> [Problem requirements]:
Every record must be repeated exactly; omit any pictures they contain.

> [Task input]:
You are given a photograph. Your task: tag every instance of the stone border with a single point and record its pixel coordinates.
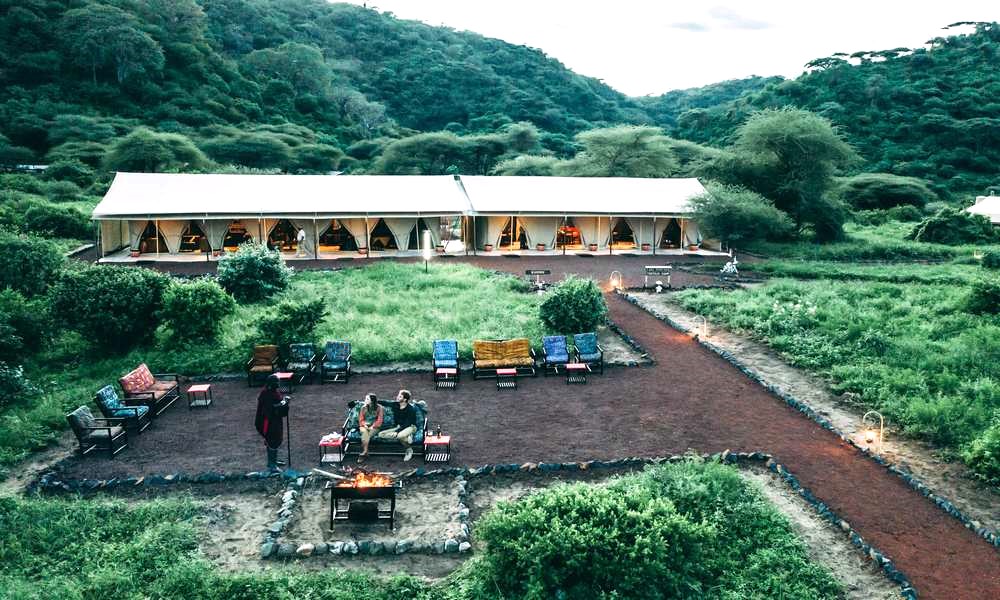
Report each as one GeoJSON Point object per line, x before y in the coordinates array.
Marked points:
{"type": "Point", "coordinates": [978, 528]}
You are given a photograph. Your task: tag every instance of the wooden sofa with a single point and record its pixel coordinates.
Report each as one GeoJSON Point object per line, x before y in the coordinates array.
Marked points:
{"type": "Point", "coordinates": [490, 355]}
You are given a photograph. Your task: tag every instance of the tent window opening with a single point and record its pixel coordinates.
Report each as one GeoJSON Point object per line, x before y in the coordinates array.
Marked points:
{"type": "Point", "coordinates": [236, 234]}
{"type": "Point", "coordinates": [194, 240]}
{"type": "Point", "coordinates": [152, 241]}
{"type": "Point", "coordinates": [568, 236]}
{"type": "Point", "coordinates": [513, 236]}
{"type": "Point", "coordinates": [417, 234]}
{"type": "Point", "coordinates": [336, 238]}
{"type": "Point", "coordinates": [671, 237]}
{"type": "Point", "coordinates": [283, 237]}
{"type": "Point", "coordinates": [622, 236]}
{"type": "Point", "coordinates": [381, 237]}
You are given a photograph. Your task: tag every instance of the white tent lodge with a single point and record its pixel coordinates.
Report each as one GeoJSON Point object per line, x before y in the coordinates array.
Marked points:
{"type": "Point", "coordinates": [184, 216]}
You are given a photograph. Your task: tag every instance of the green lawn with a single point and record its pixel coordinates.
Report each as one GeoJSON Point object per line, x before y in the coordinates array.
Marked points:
{"type": "Point", "coordinates": [908, 349]}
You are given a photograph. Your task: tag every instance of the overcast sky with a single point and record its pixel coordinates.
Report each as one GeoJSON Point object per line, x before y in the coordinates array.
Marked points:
{"type": "Point", "coordinates": [650, 47]}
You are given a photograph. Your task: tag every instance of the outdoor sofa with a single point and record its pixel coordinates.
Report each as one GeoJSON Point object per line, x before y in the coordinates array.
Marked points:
{"type": "Point", "coordinates": [97, 434]}
{"type": "Point", "coordinates": [490, 355]}
{"type": "Point", "coordinates": [135, 418]}
{"type": "Point", "coordinates": [379, 447]}
{"type": "Point", "coordinates": [155, 390]}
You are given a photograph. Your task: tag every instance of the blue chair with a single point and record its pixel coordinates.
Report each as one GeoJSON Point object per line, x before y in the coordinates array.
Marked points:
{"type": "Point", "coordinates": [554, 353]}
{"type": "Point", "coordinates": [110, 405]}
{"type": "Point", "coordinates": [336, 362]}
{"type": "Point", "coordinates": [588, 351]}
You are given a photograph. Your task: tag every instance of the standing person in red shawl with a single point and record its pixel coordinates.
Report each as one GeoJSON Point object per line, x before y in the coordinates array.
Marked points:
{"type": "Point", "coordinates": [271, 408]}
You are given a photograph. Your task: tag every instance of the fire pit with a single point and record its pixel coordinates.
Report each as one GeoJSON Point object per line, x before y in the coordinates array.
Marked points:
{"type": "Point", "coordinates": [364, 493]}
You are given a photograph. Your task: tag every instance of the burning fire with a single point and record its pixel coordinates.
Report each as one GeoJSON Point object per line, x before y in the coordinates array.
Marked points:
{"type": "Point", "coordinates": [362, 479]}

> [Written response]:
You are given a photograph. Your task: tag every instance of the stone border with a single point and record its pixel coordinates.
Report each as one GeoJSON Point object per line, x before y in the coordinates array.
Marked points:
{"type": "Point", "coordinates": [978, 528]}
You are given a photograph. Your task: tag every instance of the wooden sofa with a single point and record its pixel coordinates.
Report each as one GeoJSON Point object per line, x before y in the coordinates array.
Marked points:
{"type": "Point", "coordinates": [490, 355]}
You are given a photograph. Your task: tag every instance of the tent window opening with a single point and record its pixel coordinates.
Report each as one GeoJSON Point object per line, x before y in the coordinates array.
Marked points:
{"type": "Point", "coordinates": [236, 234]}
{"type": "Point", "coordinates": [194, 240]}
{"type": "Point", "coordinates": [152, 241]}
{"type": "Point", "coordinates": [568, 236]}
{"type": "Point", "coordinates": [513, 236]}
{"type": "Point", "coordinates": [417, 234]}
{"type": "Point", "coordinates": [336, 238]}
{"type": "Point", "coordinates": [671, 237]}
{"type": "Point", "coordinates": [283, 237]}
{"type": "Point", "coordinates": [622, 236]}
{"type": "Point", "coordinates": [381, 237]}
You are given a photograph. Your task: tag every instance of the white tent lodge with a single point and record its pixel coordinates.
Report each as one GeoJSON Point object per line, x before y in the coordinates array.
Marked points:
{"type": "Point", "coordinates": [184, 216]}
You are given a photograph. Your task: tag every instance of the green lawn with a single point and record its pixel coordinates.
Report each as one GeoJSON Point object per line, x before y in the coordinates array.
Marked points:
{"type": "Point", "coordinates": [908, 349]}
You are given a photograph. Your task: tag every instance of the overcast sky with a single point and record its pixel coordinates.
Report each as one GeoJSON Point object per line, x before y in the coordinates array.
Marked points:
{"type": "Point", "coordinates": [650, 47]}
You are given a photograph. Your task: tag every instance of the outdoor sofa with a single point and record its pixel coordinates.
Report each as one GeoJSON Point object per line, x before y in the coordinates array.
Marked points:
{"type": "Point", "coordinates": [97, 434]}
{"type": "Point", "coordinates": [490, 355]}
{"type": "Point", "coordinates": [135, 418]}
{"type": "Point", "coordinates": [379, 447]}
{"type": "Point", "coordinates": [155, 390]}
You are given a photograph. Your task: tag every instance of the blue chair with a single point and record its pixel coordinates.
Report each as one GeoJSON Point object per line, x before y in the coordinates array.
Marked points:
{"type": "Point", "coordinates": [554, 353]}
{"type": "Point", "coordinates": [110, 405]}
{"type": "Point", "coordinates": [336, 362]}
{"type": "Point", "coordinates": [588, 351]}
You are given a photograph. Your task: tag every instance of the standing person in red shawl with a single point and record its pixel coordinates.
Report each as one GeoJSON Point object per line, x before y in the coordinates array.
Marked points:
{"type": "Point", "coordinates": [271, 408]}
You are given a photograph. Your task: tag every instance of the fire pit with a single point and record its pixel coordinates.
Report each as one GeoJSON Point object per line, x before y in the coordinates array.
Marked points:
{"type": "Point", "coordinates": [364, 493]}
You are given a photograph. Your task: tag every instance of the burning fire with a single point and record its pixel coordinates.
Report each as one GeoJSON Point object per line, x before y in the coordinates array.
Marked points:
{"type": "Point", "coordinates": [362, 479]}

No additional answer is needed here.